## WHAT THE TASK REQUIRES
Show every line below where "shadow" can be found.

## THE DATA
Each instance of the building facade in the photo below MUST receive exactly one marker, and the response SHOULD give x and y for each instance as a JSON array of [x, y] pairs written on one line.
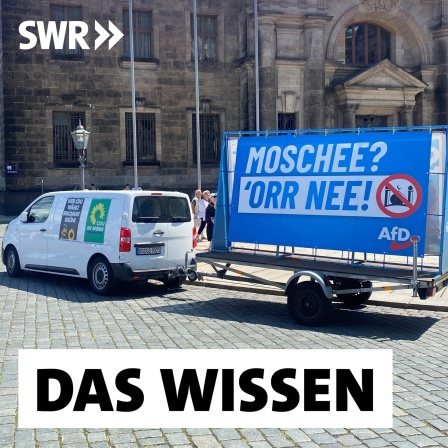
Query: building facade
[[322, 64]]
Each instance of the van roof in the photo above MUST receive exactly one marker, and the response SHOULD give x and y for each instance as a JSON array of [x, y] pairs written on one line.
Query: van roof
[[116, 192]]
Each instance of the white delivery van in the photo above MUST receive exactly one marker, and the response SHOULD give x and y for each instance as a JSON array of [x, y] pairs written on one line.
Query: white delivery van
[[104, 236]]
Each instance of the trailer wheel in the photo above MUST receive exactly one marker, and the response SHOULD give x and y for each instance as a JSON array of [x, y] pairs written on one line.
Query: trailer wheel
[[308, 304], [357, 298]]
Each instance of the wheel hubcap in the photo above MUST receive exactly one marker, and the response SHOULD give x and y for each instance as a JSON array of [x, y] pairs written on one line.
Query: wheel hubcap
[[308, 305]]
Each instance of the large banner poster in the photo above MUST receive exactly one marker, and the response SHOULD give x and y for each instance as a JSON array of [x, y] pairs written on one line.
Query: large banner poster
[[362, 192]]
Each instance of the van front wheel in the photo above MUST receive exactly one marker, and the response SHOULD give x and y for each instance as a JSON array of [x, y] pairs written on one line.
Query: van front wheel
[[101, 277]]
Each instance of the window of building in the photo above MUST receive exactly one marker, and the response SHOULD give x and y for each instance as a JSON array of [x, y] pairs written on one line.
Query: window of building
[[146, 137], [286, 122], [209, 136], [143, 34], [207, 37], [366, 43], [59, 13], [64, 123]]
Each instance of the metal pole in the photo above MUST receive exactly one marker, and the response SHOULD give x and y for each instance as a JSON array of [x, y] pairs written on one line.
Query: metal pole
[[415, 240], [196, 84], [83, 183], [82, 158], [134, 116], [257, 87]]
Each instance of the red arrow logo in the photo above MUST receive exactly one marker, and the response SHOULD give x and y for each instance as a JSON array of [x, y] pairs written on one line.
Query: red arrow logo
[[400, 246]]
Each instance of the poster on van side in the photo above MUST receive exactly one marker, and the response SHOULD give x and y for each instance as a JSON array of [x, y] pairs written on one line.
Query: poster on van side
[[364, 192], [96, 221], [70, 219]]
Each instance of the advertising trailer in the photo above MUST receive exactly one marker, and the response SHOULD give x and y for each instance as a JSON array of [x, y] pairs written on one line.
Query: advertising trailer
[[353, 210]]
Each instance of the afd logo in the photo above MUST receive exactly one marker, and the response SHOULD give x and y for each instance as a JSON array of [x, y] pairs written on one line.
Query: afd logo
[[74, 30], [399, 237]]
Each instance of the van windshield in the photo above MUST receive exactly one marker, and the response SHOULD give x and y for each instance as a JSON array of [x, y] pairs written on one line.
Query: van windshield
[[161, 209]]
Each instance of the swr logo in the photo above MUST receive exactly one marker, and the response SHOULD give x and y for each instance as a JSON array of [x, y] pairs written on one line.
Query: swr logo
[[77, 30]]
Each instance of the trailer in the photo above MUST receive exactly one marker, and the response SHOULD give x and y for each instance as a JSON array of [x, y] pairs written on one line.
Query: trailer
[[347, 211]]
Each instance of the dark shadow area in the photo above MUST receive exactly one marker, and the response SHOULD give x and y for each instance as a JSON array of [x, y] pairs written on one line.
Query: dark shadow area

## ANSWER BOX
Each instance of the dark shadow area in the photo above MUST receive exactly one marker, and the response SHOULD give x and y for each instance as a JSON array of [x, y] pairs written on one line.
Query: dark shadow area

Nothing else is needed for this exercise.